TASK STATEMENT: Leave the pictures out and write out the rest of the listing word for word.

EXERCISE INPUT:

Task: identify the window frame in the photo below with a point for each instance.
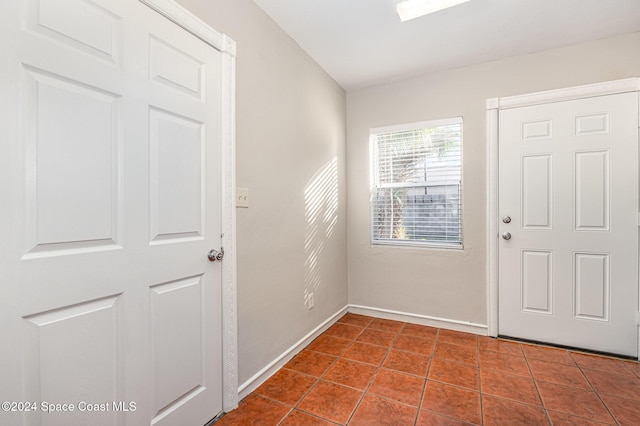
(373, 158)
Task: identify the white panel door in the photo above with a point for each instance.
(568, 180)
(110, 184)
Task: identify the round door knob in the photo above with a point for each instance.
(214, 255)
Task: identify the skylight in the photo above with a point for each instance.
(411, 9)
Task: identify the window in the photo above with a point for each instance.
(416, 194)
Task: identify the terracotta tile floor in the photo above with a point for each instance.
(369, 371)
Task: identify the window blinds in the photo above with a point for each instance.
(417, 184)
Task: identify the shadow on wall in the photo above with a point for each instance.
(321, 207)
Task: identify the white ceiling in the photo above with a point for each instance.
(363, 43)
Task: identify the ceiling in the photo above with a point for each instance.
(362, 43)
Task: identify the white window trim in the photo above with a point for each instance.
(372, 183)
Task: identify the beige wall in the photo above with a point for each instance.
(451, 284)
(290, 139)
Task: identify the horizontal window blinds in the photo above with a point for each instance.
(417, 188)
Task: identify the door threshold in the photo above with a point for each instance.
(571, 348)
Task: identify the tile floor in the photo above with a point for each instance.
(369, 371)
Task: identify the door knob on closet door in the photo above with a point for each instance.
(214, 254)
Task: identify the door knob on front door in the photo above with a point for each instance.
(214, 254)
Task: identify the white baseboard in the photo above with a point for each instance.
(260, 377)
(467, 327)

OUTPUT BELOW:
Task: identify the window frame in the photo below with a point for each instance.
(373, 158)
Task: identify the white panel door in the photo above with a point for each instance.
(568, 180)
(110, 184)
Task: identify the round door knob in the photo above with a point for each instance.
(214, 255)
Task: identify the skylight in the photo above with a point for each instance.
(411, 9)
Task: identify the window in the photo above with a point for each instance.
(416, 194)
Task: identify the terracotta tile floor in the photo above with a point for each instance.
(369, 371)
Task: identify the window blinds in the photo above with a point for each instance.
(417, 184)
Task: identify the shadow on wall in the photo above with a point for each instance.
(321, 207)
Task: identify the white ceiling in the photo above with a point for each instance.
(363, 43)
Task: identify the ceiling in the photo above with a point for each instance.
(362, 43)
Task: identify the white window trim in the photo above with a point for each instance.
(372, 183)
Task: identify the beige wall in the photo above with a point for each instance.
(451, 284)
(290, 139)
Task: identify the horizontal window blinds in the photo above with a point for each instance.
(417, 188)
Task: identify the door threshold in the photo above with a point for each instance.
(571, 348)
Task: identify the tile floor in the photo above with a point for each instance.
(369, 371)
Task: identify the door knob on closet door in the photo above with a point for each instance.
(214, 254)
Task: identify the door knob on front door in the photo above with a point for each instance.
(214, 254)
Task: identify the white baseboard in the photo above with a point for each instance.
(260, 377)
(467, 327)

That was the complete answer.